> Aim of the task
Nothing in the records may change. Print them all again.

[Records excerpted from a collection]

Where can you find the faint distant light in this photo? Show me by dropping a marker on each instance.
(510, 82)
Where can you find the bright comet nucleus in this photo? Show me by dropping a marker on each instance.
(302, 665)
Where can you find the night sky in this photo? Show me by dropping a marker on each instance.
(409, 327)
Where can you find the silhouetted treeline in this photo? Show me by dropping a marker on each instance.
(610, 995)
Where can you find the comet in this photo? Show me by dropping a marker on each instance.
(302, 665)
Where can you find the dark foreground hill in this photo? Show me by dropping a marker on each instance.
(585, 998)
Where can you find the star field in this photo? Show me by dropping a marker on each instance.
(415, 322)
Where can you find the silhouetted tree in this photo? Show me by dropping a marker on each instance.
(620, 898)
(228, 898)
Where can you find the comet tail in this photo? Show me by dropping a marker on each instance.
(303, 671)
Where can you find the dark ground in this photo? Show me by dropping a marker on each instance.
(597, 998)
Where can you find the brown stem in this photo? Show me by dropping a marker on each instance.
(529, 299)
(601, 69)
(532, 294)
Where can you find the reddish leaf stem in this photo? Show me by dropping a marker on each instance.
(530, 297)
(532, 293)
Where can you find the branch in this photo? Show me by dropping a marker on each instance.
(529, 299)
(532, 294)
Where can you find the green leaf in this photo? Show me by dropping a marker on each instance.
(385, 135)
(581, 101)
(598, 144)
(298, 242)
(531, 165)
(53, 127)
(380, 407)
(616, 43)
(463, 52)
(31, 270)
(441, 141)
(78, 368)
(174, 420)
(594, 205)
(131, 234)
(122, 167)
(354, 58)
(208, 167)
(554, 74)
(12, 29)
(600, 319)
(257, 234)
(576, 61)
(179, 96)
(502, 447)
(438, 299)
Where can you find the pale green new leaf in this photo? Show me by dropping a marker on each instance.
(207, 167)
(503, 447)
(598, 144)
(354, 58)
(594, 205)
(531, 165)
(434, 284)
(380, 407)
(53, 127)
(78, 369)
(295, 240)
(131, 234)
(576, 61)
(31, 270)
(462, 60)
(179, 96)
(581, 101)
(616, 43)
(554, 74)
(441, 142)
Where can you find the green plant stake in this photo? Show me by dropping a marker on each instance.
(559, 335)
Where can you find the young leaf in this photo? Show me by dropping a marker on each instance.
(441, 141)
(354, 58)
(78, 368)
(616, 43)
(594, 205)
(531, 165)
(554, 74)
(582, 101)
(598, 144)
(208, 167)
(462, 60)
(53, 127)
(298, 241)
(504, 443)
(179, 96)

> Worked solution
Where can you find the faint distant light in this photo? Show me by dropping a marker on each instance.
(510, 82)
Where can you find the bright comet nucleus in this photo? Show me by dropping a marker on each instance.
(302, 665)
Where can you find the night sky in this photo? Show me by dropping a marker on each instance.
(409, 327)
Where can you find the silhouetted treeline in this photo? Show me by dropping a marker on each instance.
(610, 995)
Where can you find the comet in this photo? Show me by dropping a marker on each instance.
(302, 665)
Where can you find the dark foreground hill in this photo? Show me by dropping a marker on each instance.
(585, 998)
Where can you find the star field in this photo? Show me by dropping a marker on each instance.
(415, 322)
Where can you find the silhouetted tree in this photo? Show me by dropping a marker on each instance.
(620, 898)
(228, 898)
Where can you find the comet tail in this photo? Show me by dropping a marker on each instance.
(303, 671)
Where can you find the dark ground in this photo? Show me by dropping a marker on each instance.
(597, 998)
Where can you find the brown stem in this photo? Show me by dropping a marker on each instance.
(529, 299)
(601, 69)
(532, 294)
Where can you find the reddish leaf stem in this photo? Show me by dropping a marker on each instance.
(530, 297)
(532, 293)
Where can you find the branch in this photo? Show me by dropping a marker on each instance.
(529, 299)
(532, 294)
Where can you find the green leaf in this photo? Show me by dropping a marker on each instance.
(385, 135)
(581, 101)
(598, 144)
(298, 242)
(531, 165)
(53, 127)
(380, 407)
(616, 43)
(463, 52)
(31, 270)
(441, 141)
(78, 368)
(174, 420)
(594, 205)
(131, 234)
(122, 167)
(354, 58)
(208, 167)
(554, 74)
(12, 29)
(600, 319)
(257, 234)
(576, 61)
(179, 96)
(502, 447)
(438, 299)
Where can you find the pale green new leaf in this photo? Show me by dropping a marker on each instance.
(207, 167)
(503, 447)
(598, 144)
(354, 58)
(594, 205)
(531, 165)
(434, 284)
(380, 407)
(53, 127)
(78, 369)
(295, 240)
(131, 234)
(576, 61)
(31, 270)
(462, 60)
(179, 96)
(581, 101)
(616, 43)
(554, 74)
(441, 142)
Where can you find the green plant stake in this photo? Show me by dropping a marker on each instance.
(559, 335)
Where can you find the young leaf in this photo? Show me by dropping a marker on each instance.
(441, 141)
(354, 58)
(78, 368)
(616, 43)
(594, 205)
(531, 165)
(554, 74)
(582, 101)
(598, 144)
(208, 167)
(462, 60)
(53, 127)
(298, 241)
(504, 443)
(179, 96)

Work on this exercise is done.